Data items:
· · · ·

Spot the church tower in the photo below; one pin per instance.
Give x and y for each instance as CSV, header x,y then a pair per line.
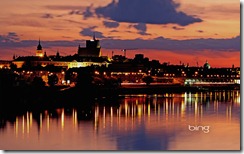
x,y
39,52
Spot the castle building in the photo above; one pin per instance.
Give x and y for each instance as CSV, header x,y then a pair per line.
x,y
88,56
39,52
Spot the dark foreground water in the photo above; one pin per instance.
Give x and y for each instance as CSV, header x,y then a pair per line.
x,y
187,121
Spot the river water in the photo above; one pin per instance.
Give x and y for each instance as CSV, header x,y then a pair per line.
x,y
186,121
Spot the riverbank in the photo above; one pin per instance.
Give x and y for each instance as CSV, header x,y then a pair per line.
x,y
172,88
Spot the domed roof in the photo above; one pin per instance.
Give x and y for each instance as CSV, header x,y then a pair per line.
x,y
206,65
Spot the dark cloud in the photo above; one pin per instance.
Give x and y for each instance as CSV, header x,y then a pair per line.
x,y
114,31
110,24
47,15
177,28
87,13
90,31
200,31
10,37
64,7
75,12
146,11
191,45
141,27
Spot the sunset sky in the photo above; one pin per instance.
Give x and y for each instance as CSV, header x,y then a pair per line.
x,y
167,30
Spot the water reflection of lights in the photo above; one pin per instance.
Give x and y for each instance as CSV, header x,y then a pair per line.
x,y
134,110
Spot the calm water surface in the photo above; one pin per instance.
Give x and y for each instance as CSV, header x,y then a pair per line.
x,y
134,122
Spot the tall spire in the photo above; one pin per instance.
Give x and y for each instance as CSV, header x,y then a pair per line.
x,y
39,47
94,36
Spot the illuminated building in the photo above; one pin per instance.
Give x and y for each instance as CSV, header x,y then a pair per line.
x,y
39,52
88,56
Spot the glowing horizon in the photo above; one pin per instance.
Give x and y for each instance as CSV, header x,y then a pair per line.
x,y
196,31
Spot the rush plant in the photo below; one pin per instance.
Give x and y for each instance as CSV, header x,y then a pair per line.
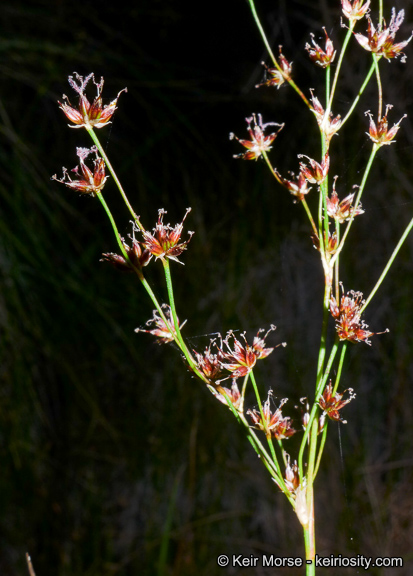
x,y
227,367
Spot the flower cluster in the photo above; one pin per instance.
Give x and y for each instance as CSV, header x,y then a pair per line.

· · · ·

■ **Task objective**: Rewrite the material above, replacing "photo" with "image" throughout and keeping everything else the same. Leave out the pictures.

■ **Finished answer**:
Spot the church tower in the image below; one pin per instance.
Give x and y for each instance as CSV, header x,y then a pair per line.
x,y
39,52
Spot the castle building in the image above; one pin per instance.
Give x and y for each instance as CSV, header x,y then a pair per line.
x,y
88,56
39,52
Spot the dark foreground water in the image above; one pin per instance.
Give x and y for each instance as CSV, header x,y then a pair per line.
x,y
187,121
Spot the river water in the image above; one pin per instance.
Give x and y for each instance as CSV, header x,y then a pair per line.
x,y
186,121
Spot the riverbank in the image above; one pin per instance.
Give x and y for each instance as CSV, header x,y then a pair per line.
x,y
172,88
Spot the domed roof in the image above; one pin per instance.
Give x and y for each instance as CSV, header x,y then a pair per line.
x,y
206,65
Spot the dark cloud in the image above; one pin per instance.
Give x and y for each instance as CSV, header x,y then a pair per line.
x,y
114,31
110,24
47,15
177,28
87,13
90,31
200,31
10,37
64,7
75,12
146,11
191,45
141,27
Spot the sunset sky in the image above; one pin per instance.
Give x and y for each instance as CSV, header x,y then a pair per line.
x,y
167,30
Spot the water reflection of lights in the image above; one pin per instance.
Give x and y for each instance as CSV, header x,y then a pair per line.
x,y
134,110
Spot the calm water surface in the image above; one pin per instance.
Give x and y for each instance as CSV, header x,y then a pair per line.
x,y
134,122
Spot the tall spire in the image above; one pin per instance.
Give x and y for each instance as CSV, header x,y then a pair per line.
x,y
39,47
94,36
Spot the illuminated building in the image above; one pin per instance.
Give x and y for each instance as CSV, header x,y then a pair per line.
x,y
39,52
88,56
Spot the glowing horizon in the image above; one pin per instance.
Give x and y for each instance as CSV, header x,y then a pair per line.
x,y
196,31
Spot the rush plant in the image below; one pin per instance.
Give x and y for each instance as CSV, header x,y then a pair per line.
x,y
227,367
Spot the flower cluster in the image above; one pin per instance.
Give x and y for each instance as CSV, header x,y then a pair per line.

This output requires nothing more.